(Records of labeled points)
>>>>>

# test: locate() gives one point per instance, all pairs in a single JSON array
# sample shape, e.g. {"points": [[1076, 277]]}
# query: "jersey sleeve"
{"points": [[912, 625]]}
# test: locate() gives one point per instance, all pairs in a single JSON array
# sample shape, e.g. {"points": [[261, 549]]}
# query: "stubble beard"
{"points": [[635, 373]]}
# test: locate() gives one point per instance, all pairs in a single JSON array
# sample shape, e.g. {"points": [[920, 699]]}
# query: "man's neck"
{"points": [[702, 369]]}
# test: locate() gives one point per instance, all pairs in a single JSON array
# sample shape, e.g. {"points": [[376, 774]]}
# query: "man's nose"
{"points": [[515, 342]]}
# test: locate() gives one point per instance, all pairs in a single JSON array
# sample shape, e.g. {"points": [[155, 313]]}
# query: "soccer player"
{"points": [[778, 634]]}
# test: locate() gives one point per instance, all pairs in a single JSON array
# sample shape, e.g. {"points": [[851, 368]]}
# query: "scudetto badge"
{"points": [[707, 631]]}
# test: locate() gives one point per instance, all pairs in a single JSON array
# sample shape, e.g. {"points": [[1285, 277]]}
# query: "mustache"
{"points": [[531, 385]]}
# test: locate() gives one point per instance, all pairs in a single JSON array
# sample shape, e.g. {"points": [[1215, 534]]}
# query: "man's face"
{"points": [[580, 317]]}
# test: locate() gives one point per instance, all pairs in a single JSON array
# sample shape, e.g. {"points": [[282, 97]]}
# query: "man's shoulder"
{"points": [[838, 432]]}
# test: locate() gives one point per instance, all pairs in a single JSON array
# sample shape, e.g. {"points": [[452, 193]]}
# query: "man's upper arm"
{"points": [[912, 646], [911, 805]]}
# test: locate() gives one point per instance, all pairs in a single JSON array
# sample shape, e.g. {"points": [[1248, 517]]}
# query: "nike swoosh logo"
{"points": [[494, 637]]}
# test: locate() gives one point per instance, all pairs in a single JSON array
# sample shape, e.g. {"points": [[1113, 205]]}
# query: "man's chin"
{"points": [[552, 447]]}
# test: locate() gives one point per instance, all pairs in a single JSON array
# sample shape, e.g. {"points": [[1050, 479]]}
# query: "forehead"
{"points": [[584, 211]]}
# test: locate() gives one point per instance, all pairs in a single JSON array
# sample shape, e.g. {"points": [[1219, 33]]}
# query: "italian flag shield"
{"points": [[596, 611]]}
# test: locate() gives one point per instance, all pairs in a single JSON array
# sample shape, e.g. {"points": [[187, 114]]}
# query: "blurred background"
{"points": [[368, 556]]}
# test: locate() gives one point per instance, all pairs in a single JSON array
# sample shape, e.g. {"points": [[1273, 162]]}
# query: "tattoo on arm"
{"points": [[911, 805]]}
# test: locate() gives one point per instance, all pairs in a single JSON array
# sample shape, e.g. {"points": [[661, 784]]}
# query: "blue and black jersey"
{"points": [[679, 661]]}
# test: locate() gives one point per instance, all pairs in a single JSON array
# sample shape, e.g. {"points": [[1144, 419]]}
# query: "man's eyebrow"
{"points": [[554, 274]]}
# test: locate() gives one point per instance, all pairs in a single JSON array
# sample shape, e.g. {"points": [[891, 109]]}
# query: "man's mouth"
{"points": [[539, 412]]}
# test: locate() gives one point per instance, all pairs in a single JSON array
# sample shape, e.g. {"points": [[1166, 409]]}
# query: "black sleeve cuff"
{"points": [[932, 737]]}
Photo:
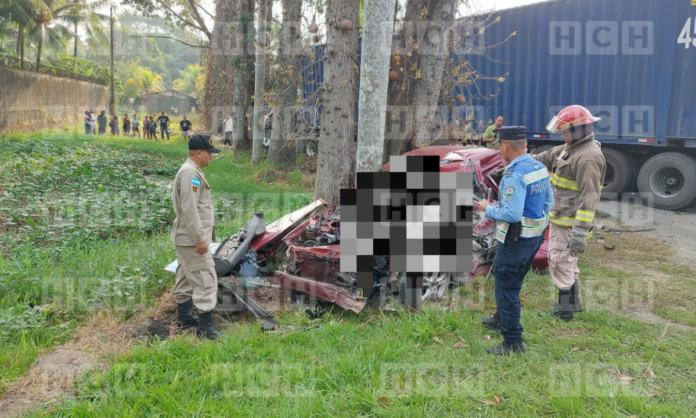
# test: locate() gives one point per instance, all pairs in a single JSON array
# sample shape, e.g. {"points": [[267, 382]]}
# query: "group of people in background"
{"points": [[132, 126]]}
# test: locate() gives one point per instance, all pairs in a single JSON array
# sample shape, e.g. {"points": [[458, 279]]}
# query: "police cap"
{"points": [[512, 133], [202, 143]]}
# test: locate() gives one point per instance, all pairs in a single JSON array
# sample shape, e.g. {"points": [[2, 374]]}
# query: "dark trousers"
{"points": [[512, 262]]}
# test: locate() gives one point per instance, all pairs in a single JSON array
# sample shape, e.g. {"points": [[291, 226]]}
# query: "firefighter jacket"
{"points": [[193, 206], [577, 175]]}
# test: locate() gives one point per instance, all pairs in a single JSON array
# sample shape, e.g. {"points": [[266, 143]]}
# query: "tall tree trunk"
{"points": [[281, 150], [260, 83], [336, 159], [399, 126], [243, 70], [431, 65], [38, 51], [374, 82], [20, 32], [219, 82]]}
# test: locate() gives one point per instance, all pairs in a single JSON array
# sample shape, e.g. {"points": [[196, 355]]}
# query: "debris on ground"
{"points": [[153, 328], [52, 377]]}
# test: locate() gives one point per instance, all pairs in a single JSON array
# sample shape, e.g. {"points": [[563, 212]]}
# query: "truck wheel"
{"points": [[620, 175], [671, 179]]}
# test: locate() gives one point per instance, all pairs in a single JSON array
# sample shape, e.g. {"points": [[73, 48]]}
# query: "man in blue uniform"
{"points": [[525, 198]]}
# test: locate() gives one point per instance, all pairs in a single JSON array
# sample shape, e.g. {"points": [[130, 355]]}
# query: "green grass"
{"points": [[372, 364], [66, 271]]}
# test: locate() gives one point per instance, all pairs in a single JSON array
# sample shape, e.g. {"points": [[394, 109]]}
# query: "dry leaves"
{"points": [[489, 402], [624, 379]]}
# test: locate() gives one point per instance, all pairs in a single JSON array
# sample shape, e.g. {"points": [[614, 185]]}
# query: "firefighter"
{"points": [[577, 174], [525, 198], [192, 232]]}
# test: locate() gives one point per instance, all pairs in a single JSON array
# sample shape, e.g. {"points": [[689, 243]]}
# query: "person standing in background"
{"points": [[136, 126], [126, 125], [114, 124], [102, 120], [163, 121], [88, 123], [93, 122], [185, 128], [227, 126], [153, 128]]}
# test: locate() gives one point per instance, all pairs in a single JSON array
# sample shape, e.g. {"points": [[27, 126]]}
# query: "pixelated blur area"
{"points": [[417, 216]]}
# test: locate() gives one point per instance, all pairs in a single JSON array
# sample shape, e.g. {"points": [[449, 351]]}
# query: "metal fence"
{"points": [[11, 62]]}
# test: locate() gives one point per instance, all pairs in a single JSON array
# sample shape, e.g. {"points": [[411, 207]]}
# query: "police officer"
{"points": [[525, 198], [196, 281]]}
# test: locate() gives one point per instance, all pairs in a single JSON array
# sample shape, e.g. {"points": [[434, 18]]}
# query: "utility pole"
{"points": [[112, 103]]}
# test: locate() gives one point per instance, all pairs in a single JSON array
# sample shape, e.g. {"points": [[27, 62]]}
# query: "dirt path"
{"points": [[676, 230]]}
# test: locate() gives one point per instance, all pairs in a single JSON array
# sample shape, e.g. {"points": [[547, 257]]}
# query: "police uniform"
{"points": [[196, 280], [525, 198]]}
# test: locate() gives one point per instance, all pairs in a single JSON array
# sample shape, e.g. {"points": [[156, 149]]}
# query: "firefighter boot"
{"points": [[563, 309], [575, 300], [186, 318], [206, 327], [505, 349], [492, 322], [575, 304]]}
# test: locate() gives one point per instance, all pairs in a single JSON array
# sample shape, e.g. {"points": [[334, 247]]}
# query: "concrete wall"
{"points": [[32, 101]]}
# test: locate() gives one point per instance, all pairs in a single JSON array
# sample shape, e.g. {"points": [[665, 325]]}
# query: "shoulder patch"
{"points": [[509, 192]]}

<<<<<

● **Written exercise**
From the material above, reproduce everything verbatim except the pictures.

● **Exercise response**
# test: locate() gives one point per instance, all pairs in a single JSON array
# sample shape, e.g. {"points": [[1076, 277]]}
# query: "jersey sleeve"
{"points": [[912, 625]]}
# test: locate() gives one point per instance, all pairs in a single JSON array
# sample shape, e.g. {"points": [[261, 549]]}
# query: "stubble beard"
{"points": [[635, 373]]}
# test: locate() gives one point per instance, all pairs in a single JSON array
# sample shape, e.g. {"points": [[920, 699]]}
# query: "man's neck"
{"points": [[702, 369]]}
# test: locate() gives one point per instance, all pairs in a single JSON array
# sample shape, e.g. {"points": [[376, 774]]}
# query: "man's nose"
{"points": [[515, 342]]}
# test: locate() gives one point per instance, all pairs in a single JSON array
# sample shape, e.g. {"points": [[155, 313]]}
# query: "soccer player"
{"points": [[778, 634]]}
# test: locate() gives one point per instance, all pairs in a single JSON array
# sample shape, e.g. {"points": [[851, 368]]}
# query: "scudetto badge"
{"points": [[707, 631]]}
# test: locate() gives one point per instance, all pairs in a single JSON array
# sample shape, e.g. {"points": [[1285, 277]]}
# query: "mustache"
{"points": [[531, 385]]}
# test: locate() gives one point per instance, all pairs in a single JSON array
# sample shape, e.g. {"points": [[1215, 534]]}
# query: "man's face"
{"points": [[580, 317]]}
# test: locate() gives one point per instance, all pairs in a single JSON array
# sample shape, e.g. {"points": [[282, 97]]}
# query: "man's shoulder"
{"points": [[838, 432]]}
# test: locate() gives one point per instance, all pairs in a single JSON array
# sample shape, e.g. {"points": [[452, 193]]}
# query: "man's upper arm"
{"points": [[912, 646], [911, 805]]}
# test: locate() gives one point per instance, all pairs in a single JSON array
# sample shape, e.g. {"points": [[1248, 517]]}
# query: "nike swoosh logo"
{"points": [[494, 637]]}
# test: locate() gives one point per instance, all pairs in a single JSON array
# sample shape, e.g. {"points": [[1113, 205]]}
# query: "man's chin"
{"points": [[552, 447]]}
# test: locate() gives one point per instance, all pairs in a single JSON array
# sample shape, e.g. {"points": [[1050, 479]]}
# query: "forehead"
{"points": [[584, 211]]}
# test: locate() gives one point per instance, all pairs in a single JSON array
# sample shape, e.g. {"points": [[1219, 33]]}
# query: "italian flag shield"
{"points": [[596, 611]]}
# test: locate() gives one point per instance, all pairs in a single JSON array
# sample shape, e.g. {"points": [[187, 114]]}
# query: "blurred background"
{"points": [[368, 556]]}
# test: locate() gives one point per instance, all pairs in a single JSON array
# sample shape, e.g. {"points": [[1273, 162]]}
# query: "tattoo on arm"
{"points": [[911, 805]]}
# test: locate() gives one point per instance, all pairs in a single JSON array
# sample shape, e.g. {"points": [[661, 784]]}
# query: "blue and black jersey"
{"points": [[679, 661]]}
# test: locate() gives one point per instance, all pairs in a single JSON array
# sample shape, e.g. {"points": [[1144, 419]]}
# query: "man's eyebrow"
{"points": [[554, 274]]}
# test: locate() gives one point per instance, all pairs in a single JSON array
# sample shape, e.g. {"points": [[891, 109]]}
# query: "man's mouth"
{"points": [[539, 412]]}
# test: locate() gives one point per instance, all pairs in a single JSON array
# sample shape, e.g. {"points": [[1166, 409]]}
# query: "black sleeve cuff"
{"points": [[932, 737]]}
Photo:
# test: locate() gives one point per instance, all pairs in a single JSON array
# sample shape, e.g. {"points": [[267, 382]]}
# query: "group of people in background"
{"points": [[132, 126]]}
# test: locate() gives one point per instance, all pairs in a single JSON array
# sample shape, e.g. {"points": [[458, 279]]}
# query: "police cap"
{"points": [[512, 133], [202, 143]]}
# test: locate() gives one point per instance, all pairs in a single JSON array
# sample shape, e.g. {"points": [[2, 374]]}
# query: "dark trousers"
{"points": [[512, 262]]}
# test: locate() gives one point per instance, all pairs in a single JSON array
# sample shape, e.g. {"points": [[291, 226]]}
# query: "firefighter jacket"
{"points": [[193, 206], [577, 175]]}
# test: locate() gives one point per instance, all pairs in a single JSON array
# sample shape, e.g. {"points": [[266, 143]]}
# query: "tall tree trunk"
{"points": [[281, 150], [260, 83], [336, 159], [399, 126], [243, 70], [431, 65], [38, 51], [374, 82], [20, 32], [219, 82]]}
# test: locate() gives one point per instance, all pairs in a single JSON array
# sample shape, e.g. {"points": [[196, 355]]}
# query: "debris on ground"
{"points": [[153, 328], [52, 377]]}
# test: locate() gives one point per instance, all pairs in a single JSON array
# sample shape, e.g. {"points": [[563, 212]]}
# query: "truck wheel"
{"points": [[620, 175], [671, 179]]}
# test: locate() gives one point per instance, all pairs in a single JSON array
# sample shape, e.g. {"points": [[73, 48]]}
# query: "man in blue uniform"
{"points": [[525, 198]]}
# test: locate() gives one point per instance, all pairs in a single JSON array
# sample shape, e.g. {"points": [[130, 355]]}
# query: "green grass"
{"points": [[372, 364], [66, 271]]}
# test: locate() gives one point per instance, all pairs in a single JSON array
# sample shape, e.g. {"points": [[394, 109]]}
# query: "dry leaves"
{"points": [[489, 402], [624, 379]]}
# test: locate() gives one point per instance, all pairs in a single JSON array
# sample shape, e.g. {"points": [[614, 185]]}
# query: "firefighter"
{"points": [[577, 174], [525, 198], [192, 232]]}
# test: locate() gives one point per instance, all pairs in a single JSON array
# sample shape, e.g. {"points": [[689, 243]]}
# query: "person standing in background"
{"points": [[136, 126], [126, 125], [114, 124], [102, 120], [163, 121], [88, 123], [93, 122], [185, 128], [227, 126], [153, 128]]}
# test: locate() gives one point per instance, all pairs in a single JSON array
# sample shape, e.g. {"points": [[27, 126]]}
# query: "pixelated blur area"
{"points": [[417, 216]]}
# test: locate() gives one point per instance, all pairs in a single JSON array
# sample shape, e.g. {"points": [[449, 351]]}
# query: "metal fence"
{"points": [[11, 62]]}
# test: locate() gives one point per instance, all pairs in a single JSON array
# sample shape, e.g. {"points": [[411, 207]]}
# query: "police officer"
{"points": [[525, 198], [196, 281]]}
# test: locate() gives one point per instance, all pairs in a single JSON array
# sample shape, e.g. {"points": [[434, 18]]}
# query: "utility pole"
{"points": [[112, 103]]}
# test: locate() gives one point per instance, all pairs in a single JSON array
# sample shape, e.g. {"points": [[27, 62]]}
# query: "dirt path"
{"points": [[676, 230]]}
# test: locate() gives one point per instance, all pairs in a single JSON array
# sample shape, e.g. {"points": [[547, 257]]}
# query: "police uniform"
{"points": [[196, 280], [525, 198]]}
# test: locate() gives one point per instance, all pairs in a single JSON array
# sample shape, e.g. {"points": [[156, 149]]}
# query: "firefighter boot"
{"points": [[563, 309], [575, 300], [186, 318], [206, 327], [505, 349], [492, 322], [575, 304]]}
# test: locate() gives one point per instance, all pairs in a single JSON array
# sample shape, e.g. {"points": [[334, 247]]}
# query: "concrete wall"
{"points": [[32, 101]]}
# test: locate() gives one point per instance, all pairs in a single JSON array
# sample shape, e.g. {"points": [[665, 325]]}
# query: "shoulder patch"
{"points": [[509, 192]]}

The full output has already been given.